Document:
I have the same problem, although my status feed setup is nearly identical
to the one Neale shows. I use 'tail -f $XSTATUS | dwm' instead of 'dwm <
$XSTATUS' because for some reason dwm always showed EOF the other way.

Anyways, my .xinitrc is simply 'exec dwm-launch' and dwm-launch does the
fifo mess, starts the status script in bg, and starts up stalonetray and
nm-applet also in the background. No pid tracking or 'kill' commands.

When I quit with nothing but these running, X closes fine.  but when I
quit with an xterm running, X blocks until I close the xterm.  So, I 
don't think this is the problem.

Jeremy


On Fri 05 Dec 2008 - 08:33AM, Anselm R Garbe wrote:
> 2008/12/5 Neale Pickett <[EMAIL PROTECTED]>:
> > Neale Pickett <[EMAIL PROTECTED]> writes:
> >
> >> Would you mind sharing how you launch dwm?

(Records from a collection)
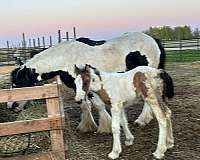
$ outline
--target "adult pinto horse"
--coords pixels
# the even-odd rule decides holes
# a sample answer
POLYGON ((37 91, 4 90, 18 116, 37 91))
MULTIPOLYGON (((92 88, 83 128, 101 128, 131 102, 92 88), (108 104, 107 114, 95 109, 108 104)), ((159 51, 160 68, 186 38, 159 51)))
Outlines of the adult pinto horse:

Required actions:
A. In the email, what command does the writer use in place of 'dwm < $XSTATUS'?
B. According to the email, what does dwm-launch do? List each item.
C. Repeat the part of the email starting with "Anyways, my .xinitrc" and going on through "or 'kill' commands.".

Solutions in order:
A. 'tail -f $XSTATUS | dwm'

B.
- Does the fifo mess
- Starts the status script in the background
- Starts stalonetray in the background
- Starts nm-applet in the background

C.
Anyways, my .xinitrc is simply 'exec dwm-launch' and dwm-launch does the
fifo mess, starts the status script in bg, and starts up stalonetray and
nm-applet also in the background. No pid tracking or 'kill' commands.